Raw records
******
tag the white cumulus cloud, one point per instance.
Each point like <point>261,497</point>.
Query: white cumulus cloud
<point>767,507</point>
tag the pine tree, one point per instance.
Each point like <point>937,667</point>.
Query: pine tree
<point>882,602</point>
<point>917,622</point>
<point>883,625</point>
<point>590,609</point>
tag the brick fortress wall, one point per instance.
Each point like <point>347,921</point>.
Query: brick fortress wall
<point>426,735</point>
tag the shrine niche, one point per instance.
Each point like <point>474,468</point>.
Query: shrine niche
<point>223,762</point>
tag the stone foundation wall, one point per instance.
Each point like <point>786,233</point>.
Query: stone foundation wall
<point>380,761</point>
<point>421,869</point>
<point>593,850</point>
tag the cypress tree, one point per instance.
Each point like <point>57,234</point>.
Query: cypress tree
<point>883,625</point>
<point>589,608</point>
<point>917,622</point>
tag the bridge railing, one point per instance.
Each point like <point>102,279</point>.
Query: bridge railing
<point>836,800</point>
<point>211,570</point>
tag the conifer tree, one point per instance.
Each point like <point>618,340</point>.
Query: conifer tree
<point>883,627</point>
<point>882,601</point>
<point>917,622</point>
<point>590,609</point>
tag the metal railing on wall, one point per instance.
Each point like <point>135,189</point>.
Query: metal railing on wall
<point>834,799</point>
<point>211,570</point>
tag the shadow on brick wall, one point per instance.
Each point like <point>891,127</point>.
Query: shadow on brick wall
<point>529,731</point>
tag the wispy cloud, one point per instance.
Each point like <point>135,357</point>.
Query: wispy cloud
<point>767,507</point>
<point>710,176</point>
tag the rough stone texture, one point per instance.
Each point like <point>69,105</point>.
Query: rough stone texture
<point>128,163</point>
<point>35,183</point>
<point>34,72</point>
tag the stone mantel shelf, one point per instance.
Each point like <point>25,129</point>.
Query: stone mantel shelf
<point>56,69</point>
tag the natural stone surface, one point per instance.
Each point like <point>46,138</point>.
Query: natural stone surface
******
REQUEST
Echo every one of these rows back without any change.

SOLUTION
tag the white cumulus cloud, one point per instance.
Each point like <point>261,497</point>.
Query: white cumulus cloud
<point>767,507</point>
tag the pine tree, one point per instance.
Each point like <point>937,667</point>.
Query: pine tree
<point>882,602</point>
<point>917,622</point>
<point>883,625</point>
<point>590,609</point>
tag the brick fortress wall, one point per instance.
Each point like <point>347,921</point>.
Query: brick fortress wall
<point>426,735</point>
tag the shrine niche, one point per instance.
Each point like <point>474,468</point>.
Query: shrine niche
<point>223,762</point>
tag the stone foundation wall, one point per instance.
Each point like <point>786,233</point>.
Query: stone foundation wall
<point>380,761</point>
<point>421,869</point>
<point>593,850</point>
tag the cypress tree, one point per instance.
Each point like <point>57,234</point>.
Query: cypress tree
<point>883,625</point>
<point>589,608</point>
<point>917,622</point>
tag the bridge railing, one point per instance.
Each point like <point>102,279</point>.
Query: bridge railing
<point>836,800</point>
<point>211,570</point>
tag the conifer tree, one point per instance.
Each point like <point>618,340</point>.
Query: conifer tree
<point>883,627</point>
<point>882,601</point>
<point>917,622</point>
<point>590,609</point>
tag the metal railing on wall, one point per instance.
Each point like <point>135,189</point>.
Query: metal railing on wall
<point>834,799</point>
<point>211,570</point>
tag the shadow on brick wall, one point per instance.
Each point like <point>891,127</point>.
Query: shadow on brick wall
<point>529,731</point>
tag the wispy cloud, one point per instance.
Each point like <point>135,357</point>.
Query: wispy cloud
<point>767,507</point>
<point>710,176</point>
tag the rough stone texture, one point per instance.
Each point like <point>69,105</point>.
Query: rough stone texture
<point>128,163</point>
<point>35,183</point>
<point>34,72</point>
tag the stone mantel shelf, one point per instance.
Each point like <point>25,129</point>.
Query: stone mantel shelf
<point>56,69</point>
tag the natural stone surface, one point per instance.
Each point like <point>46,138</point>.
Query: natural stone surface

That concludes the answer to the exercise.